Data:
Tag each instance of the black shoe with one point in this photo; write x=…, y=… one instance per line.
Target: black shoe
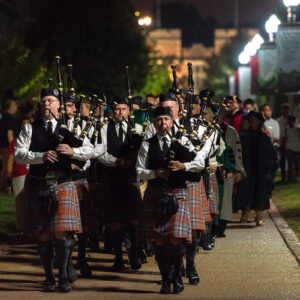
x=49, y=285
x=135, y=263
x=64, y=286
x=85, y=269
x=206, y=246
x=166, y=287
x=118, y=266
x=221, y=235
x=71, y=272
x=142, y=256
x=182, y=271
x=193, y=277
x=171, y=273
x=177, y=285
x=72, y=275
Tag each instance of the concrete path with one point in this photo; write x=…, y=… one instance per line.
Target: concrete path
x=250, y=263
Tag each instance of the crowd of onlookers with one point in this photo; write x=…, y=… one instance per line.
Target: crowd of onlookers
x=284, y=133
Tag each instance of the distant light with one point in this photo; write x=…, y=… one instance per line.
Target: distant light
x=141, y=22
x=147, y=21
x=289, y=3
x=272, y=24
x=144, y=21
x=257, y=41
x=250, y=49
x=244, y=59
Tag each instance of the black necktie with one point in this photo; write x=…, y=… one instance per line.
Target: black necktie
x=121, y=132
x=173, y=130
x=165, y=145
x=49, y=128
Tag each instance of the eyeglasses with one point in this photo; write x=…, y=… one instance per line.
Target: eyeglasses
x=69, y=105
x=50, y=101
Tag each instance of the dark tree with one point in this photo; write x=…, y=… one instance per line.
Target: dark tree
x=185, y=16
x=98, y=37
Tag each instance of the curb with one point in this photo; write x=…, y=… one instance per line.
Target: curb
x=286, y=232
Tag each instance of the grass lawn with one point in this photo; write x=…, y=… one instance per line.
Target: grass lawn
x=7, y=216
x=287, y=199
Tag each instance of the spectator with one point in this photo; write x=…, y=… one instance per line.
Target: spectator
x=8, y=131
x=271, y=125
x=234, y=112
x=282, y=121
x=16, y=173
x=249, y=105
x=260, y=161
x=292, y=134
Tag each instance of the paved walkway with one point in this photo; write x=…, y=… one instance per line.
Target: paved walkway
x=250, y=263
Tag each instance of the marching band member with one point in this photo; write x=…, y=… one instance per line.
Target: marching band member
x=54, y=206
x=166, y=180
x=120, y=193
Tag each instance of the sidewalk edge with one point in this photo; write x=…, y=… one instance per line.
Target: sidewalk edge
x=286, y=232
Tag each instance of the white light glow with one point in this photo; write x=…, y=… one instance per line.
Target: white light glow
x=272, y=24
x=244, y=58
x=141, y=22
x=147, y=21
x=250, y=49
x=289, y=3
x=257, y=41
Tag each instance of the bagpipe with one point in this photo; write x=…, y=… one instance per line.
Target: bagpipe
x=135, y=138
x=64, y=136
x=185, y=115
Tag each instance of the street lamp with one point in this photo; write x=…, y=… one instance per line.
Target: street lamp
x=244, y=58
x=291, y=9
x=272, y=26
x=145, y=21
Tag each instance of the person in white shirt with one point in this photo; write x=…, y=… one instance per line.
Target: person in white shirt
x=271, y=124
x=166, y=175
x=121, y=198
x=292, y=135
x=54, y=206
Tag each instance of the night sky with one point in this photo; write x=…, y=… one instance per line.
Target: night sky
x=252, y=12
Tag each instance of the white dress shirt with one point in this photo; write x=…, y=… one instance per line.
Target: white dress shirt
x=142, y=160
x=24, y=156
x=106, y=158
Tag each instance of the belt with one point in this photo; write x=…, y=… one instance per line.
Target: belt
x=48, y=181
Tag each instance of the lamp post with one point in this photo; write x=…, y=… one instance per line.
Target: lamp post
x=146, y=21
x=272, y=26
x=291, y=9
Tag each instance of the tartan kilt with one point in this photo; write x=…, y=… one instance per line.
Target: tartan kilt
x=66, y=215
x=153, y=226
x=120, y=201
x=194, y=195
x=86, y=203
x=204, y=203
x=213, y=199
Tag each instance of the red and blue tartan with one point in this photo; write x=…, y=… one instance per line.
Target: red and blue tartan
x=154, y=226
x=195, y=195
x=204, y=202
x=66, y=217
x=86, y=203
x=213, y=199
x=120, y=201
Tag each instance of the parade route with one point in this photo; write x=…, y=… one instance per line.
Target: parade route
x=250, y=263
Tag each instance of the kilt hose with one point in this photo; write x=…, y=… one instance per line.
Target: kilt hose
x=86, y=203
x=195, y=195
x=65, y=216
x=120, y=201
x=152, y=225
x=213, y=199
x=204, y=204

...

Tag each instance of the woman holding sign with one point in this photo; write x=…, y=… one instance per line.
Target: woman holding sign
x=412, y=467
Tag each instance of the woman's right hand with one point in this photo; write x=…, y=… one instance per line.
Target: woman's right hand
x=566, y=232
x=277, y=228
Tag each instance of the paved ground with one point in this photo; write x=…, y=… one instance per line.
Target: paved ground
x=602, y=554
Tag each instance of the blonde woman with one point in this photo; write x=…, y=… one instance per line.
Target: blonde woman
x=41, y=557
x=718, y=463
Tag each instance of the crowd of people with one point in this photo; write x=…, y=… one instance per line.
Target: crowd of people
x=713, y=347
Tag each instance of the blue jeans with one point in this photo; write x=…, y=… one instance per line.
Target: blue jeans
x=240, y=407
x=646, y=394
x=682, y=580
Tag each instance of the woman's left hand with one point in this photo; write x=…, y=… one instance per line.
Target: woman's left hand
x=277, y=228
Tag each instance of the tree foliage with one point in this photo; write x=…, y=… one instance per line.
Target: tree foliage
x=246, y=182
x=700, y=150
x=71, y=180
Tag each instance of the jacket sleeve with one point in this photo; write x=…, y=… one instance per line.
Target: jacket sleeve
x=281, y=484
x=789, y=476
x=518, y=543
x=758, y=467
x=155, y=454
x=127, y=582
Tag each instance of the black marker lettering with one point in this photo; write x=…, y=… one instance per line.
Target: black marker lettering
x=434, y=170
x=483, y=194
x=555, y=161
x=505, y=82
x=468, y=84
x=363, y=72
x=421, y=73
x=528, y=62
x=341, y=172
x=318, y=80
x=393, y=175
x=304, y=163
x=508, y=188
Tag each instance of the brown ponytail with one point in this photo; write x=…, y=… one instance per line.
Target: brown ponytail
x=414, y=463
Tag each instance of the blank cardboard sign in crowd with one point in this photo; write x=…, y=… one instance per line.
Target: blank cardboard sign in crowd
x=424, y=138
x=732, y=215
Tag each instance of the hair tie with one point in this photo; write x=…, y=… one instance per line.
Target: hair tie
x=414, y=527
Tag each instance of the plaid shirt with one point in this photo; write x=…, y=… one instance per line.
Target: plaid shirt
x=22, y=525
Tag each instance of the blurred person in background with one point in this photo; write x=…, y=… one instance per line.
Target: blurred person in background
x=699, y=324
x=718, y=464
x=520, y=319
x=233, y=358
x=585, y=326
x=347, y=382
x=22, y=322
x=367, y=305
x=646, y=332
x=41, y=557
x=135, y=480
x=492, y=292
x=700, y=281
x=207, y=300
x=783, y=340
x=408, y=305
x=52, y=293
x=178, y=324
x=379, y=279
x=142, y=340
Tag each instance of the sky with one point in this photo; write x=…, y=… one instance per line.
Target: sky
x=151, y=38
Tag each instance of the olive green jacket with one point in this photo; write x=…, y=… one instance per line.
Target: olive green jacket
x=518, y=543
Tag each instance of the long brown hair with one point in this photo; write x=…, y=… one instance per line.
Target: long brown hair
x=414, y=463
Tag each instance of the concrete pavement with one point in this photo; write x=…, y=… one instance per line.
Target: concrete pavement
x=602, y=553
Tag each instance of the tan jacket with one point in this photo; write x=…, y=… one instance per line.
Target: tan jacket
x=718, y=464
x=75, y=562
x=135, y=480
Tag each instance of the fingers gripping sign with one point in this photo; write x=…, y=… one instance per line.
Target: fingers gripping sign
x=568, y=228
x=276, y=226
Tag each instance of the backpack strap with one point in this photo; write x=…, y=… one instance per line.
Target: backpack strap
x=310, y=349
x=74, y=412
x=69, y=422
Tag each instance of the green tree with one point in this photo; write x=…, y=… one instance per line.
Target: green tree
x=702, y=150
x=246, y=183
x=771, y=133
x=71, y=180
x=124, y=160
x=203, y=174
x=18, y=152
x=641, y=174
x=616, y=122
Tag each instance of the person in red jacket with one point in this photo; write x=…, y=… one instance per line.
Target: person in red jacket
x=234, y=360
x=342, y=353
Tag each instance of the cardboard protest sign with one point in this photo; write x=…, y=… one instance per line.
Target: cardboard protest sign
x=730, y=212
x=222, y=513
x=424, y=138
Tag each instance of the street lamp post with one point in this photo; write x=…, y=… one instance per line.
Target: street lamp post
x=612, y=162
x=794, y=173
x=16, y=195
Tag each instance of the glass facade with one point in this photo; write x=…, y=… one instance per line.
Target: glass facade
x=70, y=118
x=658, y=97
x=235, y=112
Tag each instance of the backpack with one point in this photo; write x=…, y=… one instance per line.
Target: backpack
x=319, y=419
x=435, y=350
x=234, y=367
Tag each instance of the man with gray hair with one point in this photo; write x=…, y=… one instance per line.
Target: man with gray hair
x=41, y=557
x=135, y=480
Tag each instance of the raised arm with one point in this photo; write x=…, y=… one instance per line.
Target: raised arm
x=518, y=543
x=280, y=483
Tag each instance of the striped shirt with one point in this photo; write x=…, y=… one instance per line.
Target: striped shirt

Assignment:
Retype the records above, but only those lines that fall between the line containing "Tag each instance of the brown" and the line containing "Tag each instance of the hair", with both of those lines included, exactly as written.

Reply to the exercise:
Tag each instance of the brown ponytail with one point in this photo; write x=…, y=… one instance per line.
Target: brown ponytail
x=414, y=463
Tag each instance of the blank cardboard sign in crowd with one point in this photo; write x=…, y=… one instance per line.
Target: blank cardboard sign in crowd
x=424, y=138
x=732, y=215
Tag each instance of the hair tie with one point in this photo; write x=…, y=… one instance per line.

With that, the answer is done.